INSTRUCTION: Pick out each line of the records that contains the string "shaped", and copy those lines unchanged.

SUPPLIED MATERIAL:

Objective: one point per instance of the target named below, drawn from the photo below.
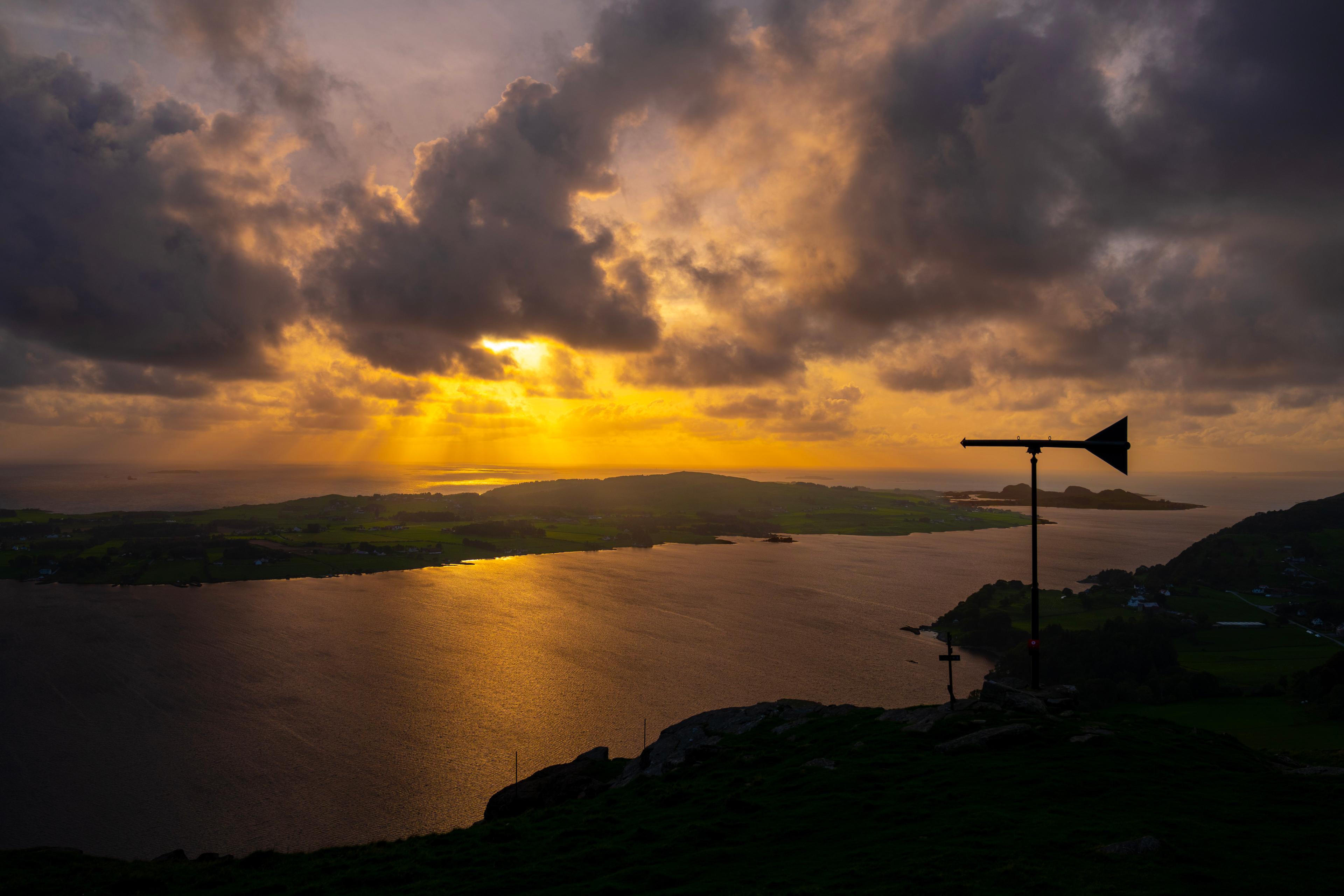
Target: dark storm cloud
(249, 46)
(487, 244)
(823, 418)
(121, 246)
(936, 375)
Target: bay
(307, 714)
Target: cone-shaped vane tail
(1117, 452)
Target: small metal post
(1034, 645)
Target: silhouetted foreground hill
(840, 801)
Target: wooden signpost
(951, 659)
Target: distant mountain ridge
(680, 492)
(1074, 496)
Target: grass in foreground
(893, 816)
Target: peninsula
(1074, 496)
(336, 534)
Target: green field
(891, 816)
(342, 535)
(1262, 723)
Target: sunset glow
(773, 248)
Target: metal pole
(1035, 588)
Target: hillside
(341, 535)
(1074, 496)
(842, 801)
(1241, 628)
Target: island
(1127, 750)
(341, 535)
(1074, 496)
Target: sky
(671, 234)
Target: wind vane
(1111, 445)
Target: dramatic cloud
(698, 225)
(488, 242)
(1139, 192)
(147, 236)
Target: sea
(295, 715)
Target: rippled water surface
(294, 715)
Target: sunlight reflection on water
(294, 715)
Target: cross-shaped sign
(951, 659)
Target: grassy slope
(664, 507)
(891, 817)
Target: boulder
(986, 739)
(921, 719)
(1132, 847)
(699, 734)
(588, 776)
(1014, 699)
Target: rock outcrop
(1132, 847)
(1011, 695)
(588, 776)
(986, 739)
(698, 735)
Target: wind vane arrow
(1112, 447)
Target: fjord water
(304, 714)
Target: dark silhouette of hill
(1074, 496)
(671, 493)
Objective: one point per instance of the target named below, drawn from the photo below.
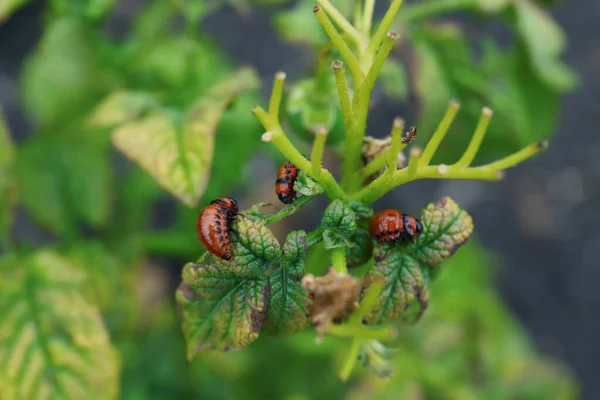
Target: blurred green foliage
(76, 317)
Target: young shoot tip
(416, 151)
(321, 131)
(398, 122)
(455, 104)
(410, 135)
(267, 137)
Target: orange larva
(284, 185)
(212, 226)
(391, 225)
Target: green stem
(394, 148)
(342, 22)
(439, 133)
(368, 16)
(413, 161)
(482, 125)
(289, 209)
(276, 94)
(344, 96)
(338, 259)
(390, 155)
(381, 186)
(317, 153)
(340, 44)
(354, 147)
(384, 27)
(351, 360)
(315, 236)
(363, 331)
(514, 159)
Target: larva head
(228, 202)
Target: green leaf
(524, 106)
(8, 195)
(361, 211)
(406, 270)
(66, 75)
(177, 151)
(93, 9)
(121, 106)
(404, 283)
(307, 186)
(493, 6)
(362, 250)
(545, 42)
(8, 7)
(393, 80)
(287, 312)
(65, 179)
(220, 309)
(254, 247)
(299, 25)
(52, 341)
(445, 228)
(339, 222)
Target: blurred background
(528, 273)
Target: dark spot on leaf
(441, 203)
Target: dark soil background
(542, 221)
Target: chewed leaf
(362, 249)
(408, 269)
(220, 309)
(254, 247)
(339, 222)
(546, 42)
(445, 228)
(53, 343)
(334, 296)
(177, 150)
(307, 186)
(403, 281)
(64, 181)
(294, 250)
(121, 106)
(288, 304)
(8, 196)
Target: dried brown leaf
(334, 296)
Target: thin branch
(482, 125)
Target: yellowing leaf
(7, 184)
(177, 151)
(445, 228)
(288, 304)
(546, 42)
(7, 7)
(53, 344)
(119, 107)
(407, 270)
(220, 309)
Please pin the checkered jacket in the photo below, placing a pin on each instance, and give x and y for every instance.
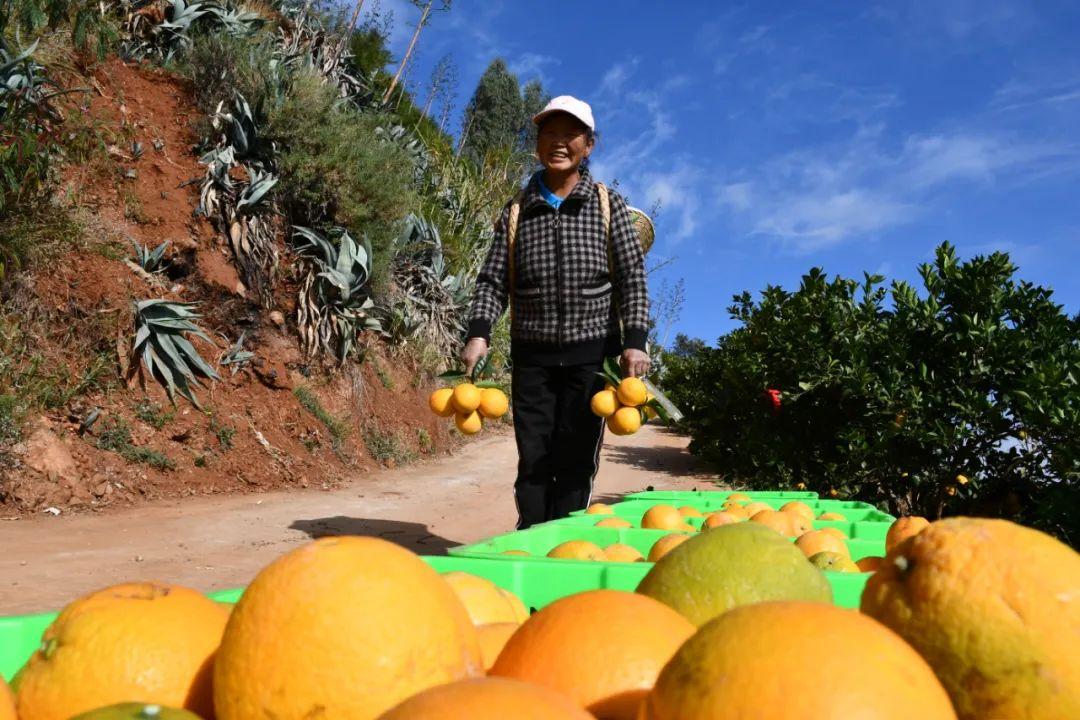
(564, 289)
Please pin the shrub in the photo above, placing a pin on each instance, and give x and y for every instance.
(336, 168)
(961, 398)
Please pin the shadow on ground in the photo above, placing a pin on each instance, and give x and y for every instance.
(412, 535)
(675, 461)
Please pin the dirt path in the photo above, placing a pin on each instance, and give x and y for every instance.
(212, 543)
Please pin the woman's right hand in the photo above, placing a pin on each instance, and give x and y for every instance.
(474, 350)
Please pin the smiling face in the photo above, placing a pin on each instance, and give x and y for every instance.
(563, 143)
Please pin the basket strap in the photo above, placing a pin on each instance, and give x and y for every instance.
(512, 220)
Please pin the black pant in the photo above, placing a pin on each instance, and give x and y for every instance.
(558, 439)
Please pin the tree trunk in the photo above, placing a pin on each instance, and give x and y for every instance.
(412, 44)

* * *

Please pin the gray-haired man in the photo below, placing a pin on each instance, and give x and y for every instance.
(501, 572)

EXERCISE ANSWER:
Target: cone-shaped vane tail
Target: cross-shaped sign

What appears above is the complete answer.